SELECTED TEXT
3.5 Data Frames
3.6 Lists
3.7 Classes
Matrices are another type of objects in R. We can think about them as two-dimensional vectors with columns and rows.
To create a matrix, use the function ‘matrix()’
Syntax: matrix(vector, number of rows, number of columns)
matrix(c(10,20,30,40), 2, 2)
# You can also call vectors in the workspace
C <- 3
matrix(C,2,5)
D <- matrix(c(10,20,30,40), nrow=2,ncol=2)
D
# Note that "[ , ]" indicates the position "[row,column]" of an element in a matrix.
# To call an element in a matrix, use the following notation matrix[row,column]
# For example:
D
D[2,1] # Second row, first column
D[,] # All elements
D[2,] # Second row, all columns
D[,2] # All rows, second column
# Let's go back to our first matrix
D <- matrix(c(10,20,30,40), nrow=2,ncol=2)
We can explore some characteristics of the matrix:
nrow(D) #Number of rows
ncol(D) #Number of columns
length(D) #Product of dimensions
dim(D) # Both, rows and columns
Data frames are used to create spread-sheet data.
In other words, are matrices that store columns with different kind of data.
To create a dataset, use the function data.frame().
The arguments for ‘data.frame()’ are a series of vectors.
You can give variable names to each of these vectors.
Syntax: data.frame(vector1,vector2,vector3,vector4)
data.frame(age = c(20,24,26,23,29),
sex = c("Female","Male","Female","Male","Female"),
treatment = c(1,0,0,1,1),
income = c(1000,1500,2000,2500,3000))
# NOTE: All parenthesis in a function should be balanced, otherwise, R will be expecting more input and won't execute the command.
# TIP: You can take advantage of this to keep your code clear. Use new lines and tabs to make your commands more legible.
# Note the '+' sign in the command window, which indicates that R is expecting more input.
# NOTE: R-Studio users might not be able to run commands from multiple lines.
E <- data.frame(
age = c(20,24,26,23,29),
sex = c("Female","Male","Female","Male","Female"),
treatment = c(1,0,0,1,1),
income = c(1000,1500,2000,2500,3000)
)
E
# Similar to matrices, you can select elements in a data frame by using the following notation
# dataframe[row,column]
# For example:
E
E[4 ,4] # Fourth row, fourth column
E[ , ] # All elements
E[4 , ] # Fourth row, all columns
E[ , 4] # All rows, fourth column (variable income)
# Nevertheless, it is more convenient to use the $ operator when selecting elements in a dataset.
# The '$' operator refers to the parent database a particular variable belongs to.
# Syntax: database$variable
# For example
E
E$age # Variable "age" in database "E"
E$sex # Variable "sex" in database "E"
# "Levels" indicates that R is treating a variable as categorical/factor variable.
# Another way to select variables is by typing their names
E[,"age"] # Column "age" in database "E"
E[,"sex"] # Column "sex" in database "E"
E[,c("age","sex")] # Columns "age" and "sex" in database "E"
# Finally, you can choose a particular element of a variable by using '[ ]'
E$age # Variable "age" in database "E"
E$age[2] # Second element of variable "age" in database "E"

RECORD EXTRACTS
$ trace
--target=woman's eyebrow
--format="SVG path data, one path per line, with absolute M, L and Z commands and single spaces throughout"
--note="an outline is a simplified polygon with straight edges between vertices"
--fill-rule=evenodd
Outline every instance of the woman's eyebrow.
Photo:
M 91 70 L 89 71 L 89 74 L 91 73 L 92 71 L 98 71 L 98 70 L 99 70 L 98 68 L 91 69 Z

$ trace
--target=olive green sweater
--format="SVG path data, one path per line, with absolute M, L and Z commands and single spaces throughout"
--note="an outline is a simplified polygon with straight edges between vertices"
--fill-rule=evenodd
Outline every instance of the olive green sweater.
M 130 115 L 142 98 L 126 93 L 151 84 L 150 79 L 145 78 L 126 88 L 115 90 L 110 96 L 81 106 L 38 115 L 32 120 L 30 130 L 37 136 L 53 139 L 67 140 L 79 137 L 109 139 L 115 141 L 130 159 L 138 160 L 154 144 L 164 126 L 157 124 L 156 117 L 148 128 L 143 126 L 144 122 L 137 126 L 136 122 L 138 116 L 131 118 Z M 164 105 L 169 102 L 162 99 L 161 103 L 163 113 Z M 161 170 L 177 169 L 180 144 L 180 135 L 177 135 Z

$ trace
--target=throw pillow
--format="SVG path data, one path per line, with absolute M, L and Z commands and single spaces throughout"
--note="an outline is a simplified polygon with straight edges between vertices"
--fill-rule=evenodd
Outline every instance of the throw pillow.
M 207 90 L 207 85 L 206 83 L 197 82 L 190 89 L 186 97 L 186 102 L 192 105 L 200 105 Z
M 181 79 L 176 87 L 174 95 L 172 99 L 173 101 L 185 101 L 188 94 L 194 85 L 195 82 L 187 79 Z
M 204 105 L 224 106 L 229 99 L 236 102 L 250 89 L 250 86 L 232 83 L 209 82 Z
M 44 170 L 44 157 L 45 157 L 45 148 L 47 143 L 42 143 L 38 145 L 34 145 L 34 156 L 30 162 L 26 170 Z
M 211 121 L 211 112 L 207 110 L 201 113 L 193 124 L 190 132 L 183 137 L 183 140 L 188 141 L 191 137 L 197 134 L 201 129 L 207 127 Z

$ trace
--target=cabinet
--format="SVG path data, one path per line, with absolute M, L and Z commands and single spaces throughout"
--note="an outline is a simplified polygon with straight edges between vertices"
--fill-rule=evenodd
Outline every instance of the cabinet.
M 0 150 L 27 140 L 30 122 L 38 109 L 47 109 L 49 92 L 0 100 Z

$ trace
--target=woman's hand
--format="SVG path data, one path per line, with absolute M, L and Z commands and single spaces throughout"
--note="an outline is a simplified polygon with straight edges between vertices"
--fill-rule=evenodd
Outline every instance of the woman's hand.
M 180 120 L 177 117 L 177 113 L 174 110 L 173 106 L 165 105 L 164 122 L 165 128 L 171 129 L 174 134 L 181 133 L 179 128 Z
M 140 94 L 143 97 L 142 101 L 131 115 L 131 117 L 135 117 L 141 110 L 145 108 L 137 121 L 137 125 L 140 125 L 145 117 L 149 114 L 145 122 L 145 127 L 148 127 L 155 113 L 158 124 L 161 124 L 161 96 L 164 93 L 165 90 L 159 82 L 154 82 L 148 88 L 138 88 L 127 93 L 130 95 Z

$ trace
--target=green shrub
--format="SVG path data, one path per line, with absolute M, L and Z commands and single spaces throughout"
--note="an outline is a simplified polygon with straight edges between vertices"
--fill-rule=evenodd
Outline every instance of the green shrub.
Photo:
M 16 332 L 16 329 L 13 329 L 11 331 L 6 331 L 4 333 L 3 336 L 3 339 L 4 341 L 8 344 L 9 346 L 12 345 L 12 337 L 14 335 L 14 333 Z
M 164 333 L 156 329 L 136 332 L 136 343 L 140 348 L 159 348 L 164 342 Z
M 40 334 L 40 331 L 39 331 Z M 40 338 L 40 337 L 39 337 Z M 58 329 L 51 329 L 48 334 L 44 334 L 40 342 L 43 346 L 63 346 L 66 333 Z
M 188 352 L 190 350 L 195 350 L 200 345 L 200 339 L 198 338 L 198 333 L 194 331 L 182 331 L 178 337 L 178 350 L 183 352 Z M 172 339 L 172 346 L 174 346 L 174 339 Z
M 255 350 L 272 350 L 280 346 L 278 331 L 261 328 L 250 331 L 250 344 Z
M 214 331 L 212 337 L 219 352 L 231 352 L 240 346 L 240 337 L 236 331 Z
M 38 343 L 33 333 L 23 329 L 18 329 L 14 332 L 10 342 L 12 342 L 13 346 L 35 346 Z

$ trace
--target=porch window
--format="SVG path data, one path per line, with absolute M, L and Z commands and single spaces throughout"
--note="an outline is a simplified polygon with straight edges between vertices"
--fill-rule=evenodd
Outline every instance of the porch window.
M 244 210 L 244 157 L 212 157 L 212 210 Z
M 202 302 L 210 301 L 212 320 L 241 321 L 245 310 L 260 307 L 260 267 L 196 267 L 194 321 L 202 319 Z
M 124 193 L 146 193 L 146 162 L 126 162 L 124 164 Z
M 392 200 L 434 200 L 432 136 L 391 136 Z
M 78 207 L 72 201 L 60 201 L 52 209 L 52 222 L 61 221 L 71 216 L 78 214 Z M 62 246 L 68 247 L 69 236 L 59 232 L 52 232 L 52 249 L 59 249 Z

WRITTEN EXERCISE 1
Revise the passage of the R tutorial from "To create a matrix, use" up to and including "in a matrix.", putting "environment" in place of "workspace".
WRITTEN EXERCISE 2
Pick up the R tutorial on matrices and data frames after its last line and carry it on.

ANSWER 1
To create a matrix, use the function ‘matrix()’
Syntax: matrix(vector, number of rows, number of columns)
matrix(c(10,20,30,40), 2, 2)
# You can also call vectors in the environment
C <- 3
matrix(C,2,5)
D <- matrix(c(10,20,30,40), nrow=2,ncol=2)
D
# Note that "[ , ]" indicates the position "[row,column]" of an element in a matrix.

ANSWER 2
# Note that the following notations are equivalent
E$age[2] # Second element of variable "age" in database "E"
E[ , "age"][2] # Second element of column "age" in database "E"
E[2, 1] # Second row and first column in database "E"
E[ , 1][2] # Second element of first column in database "E"
A list is a generalization of a vector. In a list, elements can be of different type.
# Let's bring our objects back
A <- 5
B <- "R workshop"
C <- c(1:10)
D <- matrix(c(10,20,30,40), nrow=2,ncol=2)
E <- data.frame(
age = c(20,24,26,23,29),
sex = c("Female","Male","Female","Male","Female"),
treatment = c(1,0,0,1,1),
income = c(1000,1500,2000,2500,3000)
)
ls()
# Lists are commonly used objects in R.
# They are a collection of other objects, broadly defined.
# Here we make a list of all the objects that we have created so far.
# Use the function 'list()' to create lists, it works similarly to the concatenate function 'c()'
# The difference is that 'list()' creates lists and 'c()' creates vectors.
# The syntax to retrieve elements from them differ.
list(A,B,C,D,E)
# Note that "[[ ]]" will indicate the position of an object in the list.
# Remember: "[ ]" indicates the position of an element in a vector.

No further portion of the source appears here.